BEGIN Material for this exercise

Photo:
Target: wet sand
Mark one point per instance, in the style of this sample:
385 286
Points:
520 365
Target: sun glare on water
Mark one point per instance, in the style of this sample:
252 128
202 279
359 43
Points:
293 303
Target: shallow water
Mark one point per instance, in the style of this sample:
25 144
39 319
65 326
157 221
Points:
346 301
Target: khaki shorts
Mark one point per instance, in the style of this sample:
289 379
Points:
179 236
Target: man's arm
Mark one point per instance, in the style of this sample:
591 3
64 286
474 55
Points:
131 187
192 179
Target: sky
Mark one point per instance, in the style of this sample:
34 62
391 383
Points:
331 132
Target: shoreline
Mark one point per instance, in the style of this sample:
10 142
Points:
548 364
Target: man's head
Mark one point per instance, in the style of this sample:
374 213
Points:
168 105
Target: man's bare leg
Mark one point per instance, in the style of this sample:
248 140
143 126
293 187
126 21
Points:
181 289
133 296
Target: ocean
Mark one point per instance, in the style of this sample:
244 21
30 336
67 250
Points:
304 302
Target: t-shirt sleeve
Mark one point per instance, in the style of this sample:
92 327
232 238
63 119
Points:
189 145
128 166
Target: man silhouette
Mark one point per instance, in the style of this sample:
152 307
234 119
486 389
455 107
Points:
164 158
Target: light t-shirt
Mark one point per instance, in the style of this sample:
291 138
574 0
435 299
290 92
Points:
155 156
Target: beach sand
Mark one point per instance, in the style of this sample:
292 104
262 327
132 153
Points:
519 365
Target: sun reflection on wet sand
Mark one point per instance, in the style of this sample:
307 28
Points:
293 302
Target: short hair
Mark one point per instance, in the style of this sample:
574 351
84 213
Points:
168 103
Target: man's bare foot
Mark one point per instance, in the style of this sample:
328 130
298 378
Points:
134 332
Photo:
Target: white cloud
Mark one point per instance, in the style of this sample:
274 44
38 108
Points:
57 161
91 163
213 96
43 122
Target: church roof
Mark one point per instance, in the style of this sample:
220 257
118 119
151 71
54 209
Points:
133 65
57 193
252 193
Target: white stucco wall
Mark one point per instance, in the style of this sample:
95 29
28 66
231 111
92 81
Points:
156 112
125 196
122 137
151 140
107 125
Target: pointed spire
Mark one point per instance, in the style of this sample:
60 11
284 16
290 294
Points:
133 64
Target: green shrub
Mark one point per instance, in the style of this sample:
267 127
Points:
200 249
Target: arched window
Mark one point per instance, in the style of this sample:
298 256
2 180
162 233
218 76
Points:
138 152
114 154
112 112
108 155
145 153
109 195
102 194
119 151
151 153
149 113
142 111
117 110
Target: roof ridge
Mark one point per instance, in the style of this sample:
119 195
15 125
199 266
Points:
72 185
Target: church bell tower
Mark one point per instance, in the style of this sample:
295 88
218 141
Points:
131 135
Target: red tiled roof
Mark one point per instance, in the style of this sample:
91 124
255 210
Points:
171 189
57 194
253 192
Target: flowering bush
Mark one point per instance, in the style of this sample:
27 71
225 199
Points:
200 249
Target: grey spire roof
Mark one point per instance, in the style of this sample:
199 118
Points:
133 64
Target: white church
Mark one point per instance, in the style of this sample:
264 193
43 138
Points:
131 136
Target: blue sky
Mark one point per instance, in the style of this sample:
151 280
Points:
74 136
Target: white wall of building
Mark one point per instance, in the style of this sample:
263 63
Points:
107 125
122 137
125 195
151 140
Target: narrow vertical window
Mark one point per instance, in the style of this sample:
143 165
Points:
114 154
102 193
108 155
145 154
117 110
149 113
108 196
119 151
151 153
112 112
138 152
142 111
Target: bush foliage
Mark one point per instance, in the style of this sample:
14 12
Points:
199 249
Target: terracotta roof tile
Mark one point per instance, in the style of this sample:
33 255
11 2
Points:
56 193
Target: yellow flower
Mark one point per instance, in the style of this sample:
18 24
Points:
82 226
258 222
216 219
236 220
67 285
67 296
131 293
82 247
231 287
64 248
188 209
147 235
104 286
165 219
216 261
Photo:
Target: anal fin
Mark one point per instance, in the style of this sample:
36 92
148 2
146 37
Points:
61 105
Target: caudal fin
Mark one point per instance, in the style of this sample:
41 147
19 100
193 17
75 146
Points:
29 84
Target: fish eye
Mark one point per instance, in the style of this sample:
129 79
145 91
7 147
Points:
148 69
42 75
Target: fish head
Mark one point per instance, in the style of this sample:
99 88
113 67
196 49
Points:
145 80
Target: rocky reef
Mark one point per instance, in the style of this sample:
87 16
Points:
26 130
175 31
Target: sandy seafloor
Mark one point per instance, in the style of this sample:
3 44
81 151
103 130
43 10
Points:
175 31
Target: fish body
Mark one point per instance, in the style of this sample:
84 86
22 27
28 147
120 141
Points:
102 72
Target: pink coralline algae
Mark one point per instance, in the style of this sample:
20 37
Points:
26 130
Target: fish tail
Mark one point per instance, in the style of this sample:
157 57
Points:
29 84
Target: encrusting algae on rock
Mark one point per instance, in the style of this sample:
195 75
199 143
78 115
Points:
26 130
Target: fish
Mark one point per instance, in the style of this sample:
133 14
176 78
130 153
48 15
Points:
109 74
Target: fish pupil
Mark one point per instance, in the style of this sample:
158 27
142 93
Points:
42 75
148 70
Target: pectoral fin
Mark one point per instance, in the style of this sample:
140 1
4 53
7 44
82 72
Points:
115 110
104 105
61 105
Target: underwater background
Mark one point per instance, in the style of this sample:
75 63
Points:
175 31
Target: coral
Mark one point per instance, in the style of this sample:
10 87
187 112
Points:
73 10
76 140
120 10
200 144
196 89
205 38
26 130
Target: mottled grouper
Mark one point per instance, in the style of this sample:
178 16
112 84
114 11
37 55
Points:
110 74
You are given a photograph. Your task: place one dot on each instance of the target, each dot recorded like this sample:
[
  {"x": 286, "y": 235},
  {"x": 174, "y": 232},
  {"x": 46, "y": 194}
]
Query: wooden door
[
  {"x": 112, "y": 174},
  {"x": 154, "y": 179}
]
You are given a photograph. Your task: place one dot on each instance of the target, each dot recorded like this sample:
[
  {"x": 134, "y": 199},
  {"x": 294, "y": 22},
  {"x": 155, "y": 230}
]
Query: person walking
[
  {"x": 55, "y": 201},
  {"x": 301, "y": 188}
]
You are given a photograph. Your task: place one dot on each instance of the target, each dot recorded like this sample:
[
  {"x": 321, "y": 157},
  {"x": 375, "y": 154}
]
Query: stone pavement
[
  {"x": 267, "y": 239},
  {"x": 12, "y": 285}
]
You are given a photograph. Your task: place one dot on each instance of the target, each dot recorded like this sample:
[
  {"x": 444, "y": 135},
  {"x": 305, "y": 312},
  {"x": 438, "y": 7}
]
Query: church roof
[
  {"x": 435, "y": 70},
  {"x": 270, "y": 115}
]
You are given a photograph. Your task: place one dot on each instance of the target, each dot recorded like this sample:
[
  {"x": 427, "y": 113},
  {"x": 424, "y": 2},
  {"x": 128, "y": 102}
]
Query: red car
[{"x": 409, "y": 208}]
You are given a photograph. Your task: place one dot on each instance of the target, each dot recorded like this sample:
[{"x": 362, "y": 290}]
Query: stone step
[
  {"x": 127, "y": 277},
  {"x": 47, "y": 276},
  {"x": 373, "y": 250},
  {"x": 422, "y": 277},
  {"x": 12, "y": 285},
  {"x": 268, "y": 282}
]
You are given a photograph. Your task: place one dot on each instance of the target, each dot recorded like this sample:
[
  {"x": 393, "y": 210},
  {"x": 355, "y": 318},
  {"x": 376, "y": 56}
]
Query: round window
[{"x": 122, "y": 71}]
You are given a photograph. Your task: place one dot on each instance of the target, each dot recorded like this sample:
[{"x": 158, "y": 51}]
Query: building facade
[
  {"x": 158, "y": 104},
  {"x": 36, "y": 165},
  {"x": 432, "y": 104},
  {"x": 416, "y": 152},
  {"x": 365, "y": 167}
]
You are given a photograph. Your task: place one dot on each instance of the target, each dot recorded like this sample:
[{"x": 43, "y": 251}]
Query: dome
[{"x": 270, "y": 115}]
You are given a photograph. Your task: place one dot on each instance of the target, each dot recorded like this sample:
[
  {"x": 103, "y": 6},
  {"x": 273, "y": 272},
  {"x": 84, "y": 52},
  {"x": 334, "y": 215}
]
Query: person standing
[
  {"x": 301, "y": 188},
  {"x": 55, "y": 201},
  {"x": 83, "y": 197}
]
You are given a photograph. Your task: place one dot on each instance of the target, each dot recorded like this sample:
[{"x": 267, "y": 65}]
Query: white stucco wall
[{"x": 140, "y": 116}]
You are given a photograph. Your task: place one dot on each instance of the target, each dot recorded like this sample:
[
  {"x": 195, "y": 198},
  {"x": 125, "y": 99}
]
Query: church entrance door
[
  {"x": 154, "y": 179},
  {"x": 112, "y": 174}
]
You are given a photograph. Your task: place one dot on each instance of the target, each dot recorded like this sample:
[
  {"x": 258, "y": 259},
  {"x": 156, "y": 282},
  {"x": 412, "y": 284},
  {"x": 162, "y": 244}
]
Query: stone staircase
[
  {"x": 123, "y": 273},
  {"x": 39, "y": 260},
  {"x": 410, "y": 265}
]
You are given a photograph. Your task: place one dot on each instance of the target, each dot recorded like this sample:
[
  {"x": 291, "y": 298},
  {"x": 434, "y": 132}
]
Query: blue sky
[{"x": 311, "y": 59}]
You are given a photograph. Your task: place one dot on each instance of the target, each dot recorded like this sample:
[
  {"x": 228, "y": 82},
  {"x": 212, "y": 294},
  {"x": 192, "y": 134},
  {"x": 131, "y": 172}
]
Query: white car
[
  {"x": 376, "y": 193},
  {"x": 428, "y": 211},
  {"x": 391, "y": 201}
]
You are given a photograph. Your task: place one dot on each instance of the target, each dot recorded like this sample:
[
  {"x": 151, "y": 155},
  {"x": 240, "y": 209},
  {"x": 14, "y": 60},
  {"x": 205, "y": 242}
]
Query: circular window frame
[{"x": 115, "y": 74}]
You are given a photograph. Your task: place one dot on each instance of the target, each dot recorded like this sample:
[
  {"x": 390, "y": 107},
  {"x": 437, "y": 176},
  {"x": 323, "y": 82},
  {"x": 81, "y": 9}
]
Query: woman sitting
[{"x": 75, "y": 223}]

END Material for this exercise

__Job__
State how many of the lines above contain the word "algae", giving only the number.

__Written solution__
2